--- STUDY TEXT Enclosed Below ---

In some quarters, sexual freedom trumps religious freedom.  Vince Vitale, Director of the Zacharias Institute, said, “Culture seeks from sex what is found in God: meaning, intimacy, identity, freedom.”  Our post-truth culture wants to be autonomous, liberated from God, and it confuses that for freedom.  Autonomy is an insidious form of captivity whose cellmates are chaos, confusion, and despair.  It is also a pretext to restrict religious freedom.

The 17th C. scientist Blaise Pascal said, “Men despise religion. They hate it and are afraid it may be true. The cure for this is first to show that religion is not contrary to reason, but worthy of reverence and respect. Next make it attractive, make good men wish it were true, and then show that it is.”   I like his optimism!

Jesus said, “The truth will make you free.”  He was talking about something reasonable, worthy, and attractive.  Don’t you wish it were true?  It is!  He is talking about Himself.  “If the Son makes you free, you will be free indeed” (John 8:31-36).  Abdu Murray, author of Saving Truth explains what this means for everyday life.  “Freedom is linked to Truth, and that means that we have the freedom to do what we want, in accordance with what we should, based on what we are, creatures made in God’s image.”

--- End of Enclosed STUDY TEXT ---

_EXERCISE OBJECTIVE_.
Extend the passage on freedom and truth past its last sentence, keeping its voice and line of thought. The items have no connection to the passage on freedom and truth.

--- INFORMATION SHOWN Enclosed Below ---

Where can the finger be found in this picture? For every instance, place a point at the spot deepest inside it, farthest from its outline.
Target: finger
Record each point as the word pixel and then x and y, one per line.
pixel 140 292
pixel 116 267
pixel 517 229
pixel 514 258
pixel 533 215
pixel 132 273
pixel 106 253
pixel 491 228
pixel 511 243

--- End of Enclosed INFORMATION SHOWN ---

_ANSWER AREA_.
With or without religious freedom, we still offer Jesus to our friends, and to a world deceived into captivity by truthlessness.  Dietrich Bonhoeffer, in a letter from a Nazi prison wrote, “May God lead us kindly through these times, but above all, may God lead us to Himself.”  Well said.  Only then can you be free indeed.

The Search

We are searching creatures, sometimes due to real need, but often to escape boredom or pain. We may not even know what we are really searching for, or that we’re even searching!

The winter snows in Chicago chased the middle-aged couple to Arizona for kinder weather. On Sunday as they explored Cave Creek, they spotted a charming little church building. On a whim, they joined the worshipers. The minister spoke with simple elegance about obedience to God. The man was so unexpectedly moved that he responded to the altar call and was baptized that day in 1971, 1700 miles from home. You know the man as Paul Harvey, the legendary radio commentator.

Years prior, it was John 3:16 that moved Harvey to place his faith in Christ. But as he explained, “Something was missing. There was a vague emptiness in my life.” That country preacher hit the mark when he called for total submission to God, with the first act of obedience being believer’s baptism. Harvey recounted, “Submission to God. I began to realize how much of me I had been holding back. Could this be the source of my uneasiness? Afterward, I cried like a baby, a kind of release I suppose.”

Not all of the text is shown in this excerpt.